- **Selected text**:
+++++

Our Clinical Psychology program offers fully integrated training in research and clinical practice, preparing students for a wide variety of professional roles that include clinical research, psychological assessment and psychotherapy, teaching, clinical supervision, and program evaluation.

In the Clinical area, applicants are typically first admitted to the MA program with the expectation that the student will continue to the PhD. The Clinical area also occasionally admits an applicant who already has an MA from another institution directly into our PhD program; however, the time savings toward the PhD may be modest (i.e. a year or less) because the year-by-year sequence of required clinical-training courses usually need to be started from the beginning.

Those wanting a terminal MA degree should look into graduate studies in Counselling Psychology, Educational Psychology, or Social Work instead of the PhD program in Clinical Psychology. The University of Waterloo does not offer Counselling Psychology or Educational Psychology.

+++++

- **What this exercise asks**:
1. List the fields of graduate study that the Clinical Psychology program description recommends to people seeking a terminal MA degree.
2. Carry on the Clinical Psychology program description from its final sentence, keeping its tone.

- **Point-per-instance localization data**:
+++++

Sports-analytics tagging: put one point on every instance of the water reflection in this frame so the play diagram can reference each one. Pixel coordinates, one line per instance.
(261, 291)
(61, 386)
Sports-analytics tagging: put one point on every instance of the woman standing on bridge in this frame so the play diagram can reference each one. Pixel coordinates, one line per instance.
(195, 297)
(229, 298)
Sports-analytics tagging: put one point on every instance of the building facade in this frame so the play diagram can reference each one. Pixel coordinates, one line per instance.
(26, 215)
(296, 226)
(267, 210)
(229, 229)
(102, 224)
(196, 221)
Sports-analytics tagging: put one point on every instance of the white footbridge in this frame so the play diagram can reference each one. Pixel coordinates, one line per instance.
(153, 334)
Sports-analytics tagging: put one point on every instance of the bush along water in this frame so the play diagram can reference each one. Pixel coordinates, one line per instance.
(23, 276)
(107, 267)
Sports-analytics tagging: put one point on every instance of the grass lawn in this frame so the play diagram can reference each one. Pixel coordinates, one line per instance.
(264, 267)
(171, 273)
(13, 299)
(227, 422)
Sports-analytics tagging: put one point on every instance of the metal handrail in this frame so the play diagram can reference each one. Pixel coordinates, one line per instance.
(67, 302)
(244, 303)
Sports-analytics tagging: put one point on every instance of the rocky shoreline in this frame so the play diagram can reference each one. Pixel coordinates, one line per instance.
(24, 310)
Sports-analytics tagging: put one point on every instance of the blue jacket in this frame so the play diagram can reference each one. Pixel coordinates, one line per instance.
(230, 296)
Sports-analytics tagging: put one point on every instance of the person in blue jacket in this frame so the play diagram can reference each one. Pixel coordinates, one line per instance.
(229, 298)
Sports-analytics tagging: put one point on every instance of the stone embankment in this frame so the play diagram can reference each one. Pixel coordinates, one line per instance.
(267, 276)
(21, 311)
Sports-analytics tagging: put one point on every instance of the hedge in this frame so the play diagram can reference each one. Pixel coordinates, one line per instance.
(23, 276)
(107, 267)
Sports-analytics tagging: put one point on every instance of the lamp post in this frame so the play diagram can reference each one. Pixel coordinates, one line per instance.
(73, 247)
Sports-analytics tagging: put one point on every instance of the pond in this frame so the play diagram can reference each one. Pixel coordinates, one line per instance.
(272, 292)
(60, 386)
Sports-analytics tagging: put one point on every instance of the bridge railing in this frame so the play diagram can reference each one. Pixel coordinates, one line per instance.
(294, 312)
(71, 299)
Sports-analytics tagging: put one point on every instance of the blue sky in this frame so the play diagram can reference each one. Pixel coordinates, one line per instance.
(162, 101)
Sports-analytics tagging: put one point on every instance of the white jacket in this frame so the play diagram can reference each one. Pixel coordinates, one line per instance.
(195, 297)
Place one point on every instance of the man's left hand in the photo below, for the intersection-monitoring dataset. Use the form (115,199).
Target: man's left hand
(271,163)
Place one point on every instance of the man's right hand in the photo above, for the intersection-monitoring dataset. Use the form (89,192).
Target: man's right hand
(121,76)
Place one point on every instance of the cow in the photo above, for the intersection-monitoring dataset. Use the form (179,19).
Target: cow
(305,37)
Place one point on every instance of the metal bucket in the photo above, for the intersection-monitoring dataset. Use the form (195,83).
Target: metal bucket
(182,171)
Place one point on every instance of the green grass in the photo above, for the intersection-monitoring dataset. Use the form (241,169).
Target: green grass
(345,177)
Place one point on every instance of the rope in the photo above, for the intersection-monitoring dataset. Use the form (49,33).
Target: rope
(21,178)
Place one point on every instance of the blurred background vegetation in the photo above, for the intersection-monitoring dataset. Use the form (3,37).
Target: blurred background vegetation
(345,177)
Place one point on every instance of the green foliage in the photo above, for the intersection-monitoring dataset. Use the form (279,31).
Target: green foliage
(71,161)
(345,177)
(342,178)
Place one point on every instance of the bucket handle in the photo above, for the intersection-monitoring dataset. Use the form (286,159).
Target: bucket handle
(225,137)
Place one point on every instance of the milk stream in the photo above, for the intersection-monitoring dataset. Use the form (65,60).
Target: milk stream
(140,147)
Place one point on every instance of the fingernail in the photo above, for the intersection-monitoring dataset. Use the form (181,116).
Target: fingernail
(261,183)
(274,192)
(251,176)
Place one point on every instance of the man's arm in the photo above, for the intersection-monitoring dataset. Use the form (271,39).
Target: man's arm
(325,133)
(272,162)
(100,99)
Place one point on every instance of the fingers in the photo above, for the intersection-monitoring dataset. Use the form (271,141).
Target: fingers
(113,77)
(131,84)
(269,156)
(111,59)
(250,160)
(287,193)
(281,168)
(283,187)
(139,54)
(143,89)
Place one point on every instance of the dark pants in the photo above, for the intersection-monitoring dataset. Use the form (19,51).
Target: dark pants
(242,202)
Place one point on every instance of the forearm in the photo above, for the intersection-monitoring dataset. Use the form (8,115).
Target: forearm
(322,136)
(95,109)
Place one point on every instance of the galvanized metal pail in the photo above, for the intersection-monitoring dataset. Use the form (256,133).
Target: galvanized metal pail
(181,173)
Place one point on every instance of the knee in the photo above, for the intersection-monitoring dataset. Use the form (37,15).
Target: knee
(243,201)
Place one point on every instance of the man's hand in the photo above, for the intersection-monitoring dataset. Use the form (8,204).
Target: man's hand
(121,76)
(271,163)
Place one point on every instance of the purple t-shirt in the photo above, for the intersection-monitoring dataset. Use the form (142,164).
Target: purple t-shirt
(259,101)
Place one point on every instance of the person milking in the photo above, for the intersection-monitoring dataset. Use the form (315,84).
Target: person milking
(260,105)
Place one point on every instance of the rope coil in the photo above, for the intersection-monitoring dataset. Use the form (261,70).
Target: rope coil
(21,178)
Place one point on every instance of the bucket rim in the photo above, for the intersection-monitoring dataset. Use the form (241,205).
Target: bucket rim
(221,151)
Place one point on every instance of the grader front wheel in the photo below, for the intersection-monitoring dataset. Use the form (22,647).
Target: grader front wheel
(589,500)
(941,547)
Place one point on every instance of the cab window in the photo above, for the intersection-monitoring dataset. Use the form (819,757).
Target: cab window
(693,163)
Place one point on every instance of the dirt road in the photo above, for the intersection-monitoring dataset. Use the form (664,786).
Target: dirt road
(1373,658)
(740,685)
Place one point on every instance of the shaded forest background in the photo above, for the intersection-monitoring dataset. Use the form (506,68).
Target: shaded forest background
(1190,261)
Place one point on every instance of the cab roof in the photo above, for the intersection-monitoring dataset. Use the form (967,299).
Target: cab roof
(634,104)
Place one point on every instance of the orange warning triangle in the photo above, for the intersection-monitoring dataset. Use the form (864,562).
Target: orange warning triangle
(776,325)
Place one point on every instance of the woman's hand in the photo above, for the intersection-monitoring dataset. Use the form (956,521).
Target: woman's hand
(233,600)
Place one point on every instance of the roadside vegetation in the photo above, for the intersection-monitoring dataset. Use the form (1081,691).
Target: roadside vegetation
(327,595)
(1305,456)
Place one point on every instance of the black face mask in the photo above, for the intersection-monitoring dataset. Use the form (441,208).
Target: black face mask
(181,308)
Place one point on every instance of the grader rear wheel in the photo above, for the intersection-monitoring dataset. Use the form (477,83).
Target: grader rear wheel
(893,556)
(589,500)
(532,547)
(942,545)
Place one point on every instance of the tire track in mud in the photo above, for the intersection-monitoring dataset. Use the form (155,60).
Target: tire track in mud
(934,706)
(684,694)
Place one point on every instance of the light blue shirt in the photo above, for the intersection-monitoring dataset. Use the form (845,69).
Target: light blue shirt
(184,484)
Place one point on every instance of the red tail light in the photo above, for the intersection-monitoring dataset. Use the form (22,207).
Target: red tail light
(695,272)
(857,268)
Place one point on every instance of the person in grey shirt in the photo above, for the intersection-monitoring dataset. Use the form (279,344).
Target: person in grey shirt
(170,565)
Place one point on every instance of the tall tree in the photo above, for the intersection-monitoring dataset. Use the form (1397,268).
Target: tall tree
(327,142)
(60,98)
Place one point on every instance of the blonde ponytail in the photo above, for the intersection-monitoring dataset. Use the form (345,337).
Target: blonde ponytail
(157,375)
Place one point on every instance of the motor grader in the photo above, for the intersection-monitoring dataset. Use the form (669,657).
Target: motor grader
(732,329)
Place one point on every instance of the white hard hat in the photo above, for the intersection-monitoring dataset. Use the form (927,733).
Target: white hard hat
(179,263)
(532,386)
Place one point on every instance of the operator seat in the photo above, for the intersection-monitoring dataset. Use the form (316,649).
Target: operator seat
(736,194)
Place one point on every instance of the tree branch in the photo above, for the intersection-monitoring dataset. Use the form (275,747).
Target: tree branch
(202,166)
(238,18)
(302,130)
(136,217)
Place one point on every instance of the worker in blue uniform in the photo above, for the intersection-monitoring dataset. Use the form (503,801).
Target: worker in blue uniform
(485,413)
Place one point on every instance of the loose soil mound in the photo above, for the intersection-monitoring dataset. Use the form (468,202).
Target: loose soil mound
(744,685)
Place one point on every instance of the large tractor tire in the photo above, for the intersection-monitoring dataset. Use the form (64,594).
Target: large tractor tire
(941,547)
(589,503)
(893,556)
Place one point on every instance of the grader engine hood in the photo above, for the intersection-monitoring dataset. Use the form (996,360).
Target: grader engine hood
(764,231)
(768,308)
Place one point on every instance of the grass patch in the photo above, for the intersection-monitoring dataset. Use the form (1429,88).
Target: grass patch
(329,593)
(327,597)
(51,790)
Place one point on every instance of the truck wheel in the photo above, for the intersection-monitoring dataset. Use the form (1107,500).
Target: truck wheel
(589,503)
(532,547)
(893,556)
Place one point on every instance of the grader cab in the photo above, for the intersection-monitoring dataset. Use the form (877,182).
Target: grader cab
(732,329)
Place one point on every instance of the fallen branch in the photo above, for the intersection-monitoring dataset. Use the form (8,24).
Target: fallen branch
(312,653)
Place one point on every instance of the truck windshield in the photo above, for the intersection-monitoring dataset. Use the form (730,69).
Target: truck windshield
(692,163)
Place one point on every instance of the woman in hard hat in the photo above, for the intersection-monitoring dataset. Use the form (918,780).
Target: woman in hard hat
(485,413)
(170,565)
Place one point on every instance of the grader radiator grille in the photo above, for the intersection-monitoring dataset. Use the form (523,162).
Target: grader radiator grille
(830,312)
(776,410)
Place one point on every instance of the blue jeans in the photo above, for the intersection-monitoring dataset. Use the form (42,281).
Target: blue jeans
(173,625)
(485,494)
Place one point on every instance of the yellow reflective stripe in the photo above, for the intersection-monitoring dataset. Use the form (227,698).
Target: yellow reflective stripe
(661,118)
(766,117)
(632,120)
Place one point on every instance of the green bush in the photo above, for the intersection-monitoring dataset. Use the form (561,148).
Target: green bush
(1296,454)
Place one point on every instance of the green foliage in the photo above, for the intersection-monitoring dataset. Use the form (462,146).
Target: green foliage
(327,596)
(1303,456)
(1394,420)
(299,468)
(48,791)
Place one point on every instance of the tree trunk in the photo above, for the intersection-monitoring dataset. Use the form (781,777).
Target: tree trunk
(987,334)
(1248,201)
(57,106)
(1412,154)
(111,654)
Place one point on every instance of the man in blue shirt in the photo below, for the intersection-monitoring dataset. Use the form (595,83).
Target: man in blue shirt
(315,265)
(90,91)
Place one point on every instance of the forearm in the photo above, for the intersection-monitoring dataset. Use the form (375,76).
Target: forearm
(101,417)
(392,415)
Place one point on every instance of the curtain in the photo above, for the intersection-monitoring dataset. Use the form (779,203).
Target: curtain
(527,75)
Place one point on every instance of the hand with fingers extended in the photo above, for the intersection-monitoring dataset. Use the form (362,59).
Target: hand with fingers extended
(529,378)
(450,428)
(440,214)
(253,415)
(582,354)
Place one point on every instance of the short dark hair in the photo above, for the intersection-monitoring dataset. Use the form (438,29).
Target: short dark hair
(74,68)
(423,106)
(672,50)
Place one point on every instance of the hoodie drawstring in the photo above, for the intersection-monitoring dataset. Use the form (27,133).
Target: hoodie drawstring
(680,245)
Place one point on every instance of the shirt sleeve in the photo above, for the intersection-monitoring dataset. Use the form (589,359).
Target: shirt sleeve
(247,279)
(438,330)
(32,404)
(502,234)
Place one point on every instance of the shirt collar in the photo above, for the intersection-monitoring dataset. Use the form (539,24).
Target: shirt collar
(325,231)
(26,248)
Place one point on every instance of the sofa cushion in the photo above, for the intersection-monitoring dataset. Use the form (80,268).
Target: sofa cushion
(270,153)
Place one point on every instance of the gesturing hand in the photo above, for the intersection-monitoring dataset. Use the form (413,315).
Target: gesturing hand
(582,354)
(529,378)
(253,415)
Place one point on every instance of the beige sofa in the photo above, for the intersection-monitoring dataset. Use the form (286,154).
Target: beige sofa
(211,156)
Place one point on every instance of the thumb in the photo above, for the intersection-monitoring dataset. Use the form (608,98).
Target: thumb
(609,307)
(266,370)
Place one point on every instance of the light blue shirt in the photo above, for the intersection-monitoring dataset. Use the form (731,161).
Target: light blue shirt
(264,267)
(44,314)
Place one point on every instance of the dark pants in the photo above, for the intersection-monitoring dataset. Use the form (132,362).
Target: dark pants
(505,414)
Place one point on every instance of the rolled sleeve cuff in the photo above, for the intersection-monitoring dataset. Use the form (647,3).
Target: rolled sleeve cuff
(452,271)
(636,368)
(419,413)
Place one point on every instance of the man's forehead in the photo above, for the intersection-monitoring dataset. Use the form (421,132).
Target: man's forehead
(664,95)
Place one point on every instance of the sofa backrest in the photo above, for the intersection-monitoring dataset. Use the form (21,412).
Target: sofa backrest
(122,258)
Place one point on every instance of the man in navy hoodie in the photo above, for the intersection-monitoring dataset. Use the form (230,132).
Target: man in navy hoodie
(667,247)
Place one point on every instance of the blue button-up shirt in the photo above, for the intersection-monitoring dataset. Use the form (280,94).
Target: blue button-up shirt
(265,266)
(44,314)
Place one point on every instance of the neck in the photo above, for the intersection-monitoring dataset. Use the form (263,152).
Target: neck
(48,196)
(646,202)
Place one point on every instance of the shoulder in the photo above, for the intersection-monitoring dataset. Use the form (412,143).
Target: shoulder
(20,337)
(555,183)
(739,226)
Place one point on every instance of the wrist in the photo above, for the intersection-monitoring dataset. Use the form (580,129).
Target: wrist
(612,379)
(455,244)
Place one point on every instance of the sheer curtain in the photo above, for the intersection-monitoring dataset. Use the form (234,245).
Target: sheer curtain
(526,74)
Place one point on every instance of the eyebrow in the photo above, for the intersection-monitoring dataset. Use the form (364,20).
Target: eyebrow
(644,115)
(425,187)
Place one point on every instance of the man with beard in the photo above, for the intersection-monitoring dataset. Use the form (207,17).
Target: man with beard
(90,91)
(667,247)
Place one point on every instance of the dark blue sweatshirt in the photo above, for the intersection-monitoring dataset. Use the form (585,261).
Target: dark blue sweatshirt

+++++

- **Answer set**:
1. Counselling Psychology, Educational Psychology, and Social Work.

2.
Faculty and staff

Clinical core faculty

Faculty members considering new clinical psychology graduate students for Fall 2025:

  • Dillon Browne - Influence of Adverse Childhood Experiences (ACEs), trauma, and socioeconomic status on human development
  • Roxane Itier* - Cognitive processes involved in the perception and recognition of face identity, facial expressions of emotion, gaze discrimination, and their interactions
  • Allison Kelly – Predictors and consequences of self-compassion and self-criticism, often in relation to body and eating disorders.
  • Tara McAuley - Nature and development of executive control in children, and the relation of executive skills to psychopathology
  • David Moscovitch - Cognitive-behavioural mechanisms underlying the nature and treatment of social anxiety

* Non-clinical faculty members can supervise a clinical psychology graduate student in their research; having a non-clinical research supervisor has no impact on students’ involvement in the clinical psychology program (i.e., courses, clinical training), and can be a great option if that faculty member’s research interests the student.